__WORK REQUEST 1__:
Answer the following questions using the project description on root protection:
(a) Which pathosystem will be used to decipher the role of extensin in root resistance?
(b) With whom, and at which institution, will pathogen quantification and defense gene expression be investigated?
(c) Which pathosystem listed in the project description involves soybean?
__WORK REQUEST 2__: Reproduce word for word the passage of the project description on root protection starting with "We will investigate" and going on through "pathosystems investigated here.".
__WORK REQUEST 3__: Extend the project description on root protection, picking up after its final sentence.

__TEXT PROVIDED__:
+++
Role of extensin in root protection

Our recent data have highlighted the importance of cell wall HRGPs (AGPs and extensins) of root border cells and in mucilage in root-microbe interactions (Cannesan et al., 2012 ; Plancot et al., 2013). However, the role of extensin in root protection against soil-borne pathogens is not well established. This project aims to decipher the role of extensin in root resistance by using the pathosystem A. thaliana / Phytophtora parasitica. We will take advantage of available mutants affected in extensin biosynthesis and/or cross-linking (e.g Lrx1, Rra1 …) to investigate root colonization/infection by the pathogen using microscopy. The selected mutants will be investigated further in terms of resistance to the pathogen, extensin content and localization using biochemical and immunocytochemical techniques. Pathogen quantification within root tissues and regulation of defense gene expression in response to pathogen will be investigated in the mutants and WT plants (in collaboration with Dr A. Attard at the INRA Nice Sofia Antipolis).

Identification of novel elicitors and impact on root protection

We will investigate the impact of novel natural products on root growth and protection against soil-borne pathogens of economically important crops. Linum / Fusarium oxysporum, soybean / Phytophtora sojae and A. thaliana / Phytophtora parasitica are the pathosystems investigated here.
+++
Data items:
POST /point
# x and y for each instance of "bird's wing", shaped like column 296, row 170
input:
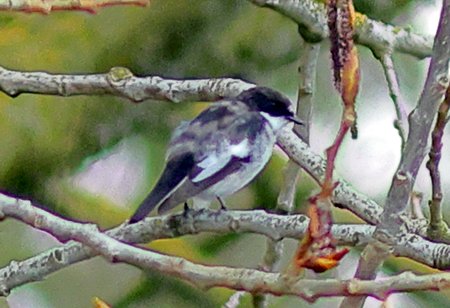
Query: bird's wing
column 188, row 189
column 220, row 152
column 174, row 174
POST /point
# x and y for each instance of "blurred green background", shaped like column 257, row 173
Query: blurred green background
column 94, row 158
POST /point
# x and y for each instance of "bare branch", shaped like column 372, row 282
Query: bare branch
column 46, row 7
column 392, row 227
column 286, row 197
column 200, row 275
column 311, row 18
column 401, row 123
column 121, row 82
column 438, row 229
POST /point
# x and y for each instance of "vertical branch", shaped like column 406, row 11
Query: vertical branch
column 392, row 226
column 318, row 249
column 285, row 202
column 437, row 228
column 394, row 92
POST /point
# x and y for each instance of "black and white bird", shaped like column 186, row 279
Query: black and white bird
column 220, row 151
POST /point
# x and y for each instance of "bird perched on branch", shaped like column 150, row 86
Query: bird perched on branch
column 220, row 151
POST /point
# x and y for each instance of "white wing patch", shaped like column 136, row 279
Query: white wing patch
column 215, row 162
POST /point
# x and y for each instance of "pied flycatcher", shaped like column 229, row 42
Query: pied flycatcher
column 220, row 151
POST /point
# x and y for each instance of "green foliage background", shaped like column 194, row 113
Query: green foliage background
column 46, row 140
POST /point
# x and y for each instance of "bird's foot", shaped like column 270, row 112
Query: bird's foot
column 186, row 210
column 223, row 207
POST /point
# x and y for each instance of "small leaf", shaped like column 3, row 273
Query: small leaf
column 99, row 303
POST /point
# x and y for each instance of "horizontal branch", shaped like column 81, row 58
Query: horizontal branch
column 46, row 7
column 121, row 82
column 310, row 15
column 200, row 275
column 276, row 227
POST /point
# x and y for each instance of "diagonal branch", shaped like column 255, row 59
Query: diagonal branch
column 437, row 228
column 394, row 91
column 121, row 82
column 311, row 18
column 286, row 197
column 392, row 227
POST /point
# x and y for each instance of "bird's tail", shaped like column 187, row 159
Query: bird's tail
column 176, row 170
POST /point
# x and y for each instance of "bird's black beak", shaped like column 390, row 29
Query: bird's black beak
column 295, row 120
+++
__YOUR RESPONSE 1__:
(a) A. thaliana / Phytophtora parasitica
(b) Dr A. Attard, at the INRA Nice Sofia Antipolis
(c) Soybean / Phytophtora sojae

__YOUR RESPONSE 2__:
We will investigate the impact of novel natural products on root growth and protection against soil-borne pathogens of economically important crops. Linum / Fusarium oxysporum, soybean / Phytophtora sojae and A. thaliana / Phytophtora parasitica are the pathosystems investigated here.

__YOUR RESPONSE 3__:
Several natural-occurring compounds including glyco-extracts from microalgae (in collaboration with the Topic III) and biological agents such as plant-growth promoting rhizobacteria, will be tested for their elicitor activities. The originality of this project is to focus on the impact of biostimulants specifically on root response (root mucilage, glycomolecules and border cells production, defense-related genes) and protection against pathogens in order to provide new strategies for plant protection against soil-borne diseases. This project will be conducted in tight collaboration with industrial partners (CMI, Groupe Rouiller International, Societé Agricole Terre de Lin, SIPRE).

References: Attard et al., (2010) New Phytol. 187,449-60 ; Brinkmann et al. (2004) Science 303, 1532–1535; Driouich et al. (2007) Trends Plant Sci. 12, 14–19 ; Durand et al (2009) Plant Physiol. 150, 1411–1421 ; Hawes et al (2000) Trends in Plant Science 5, 128-133 ; Hawes et al. (2011) Plant Science 180: 741–745 ; Koroney et al. (2016) Annals of Botany 118(4): 797–808. Millet et al. (2010) Plant Cell 22, 973-990; Wen et al. (2007) Plant Physiol. 143, 773–783; Wen et al. (2009) Plant Physiol. 151, 820–829. Vicré et al. (2005) Plant Physiol. 138, 998–1008.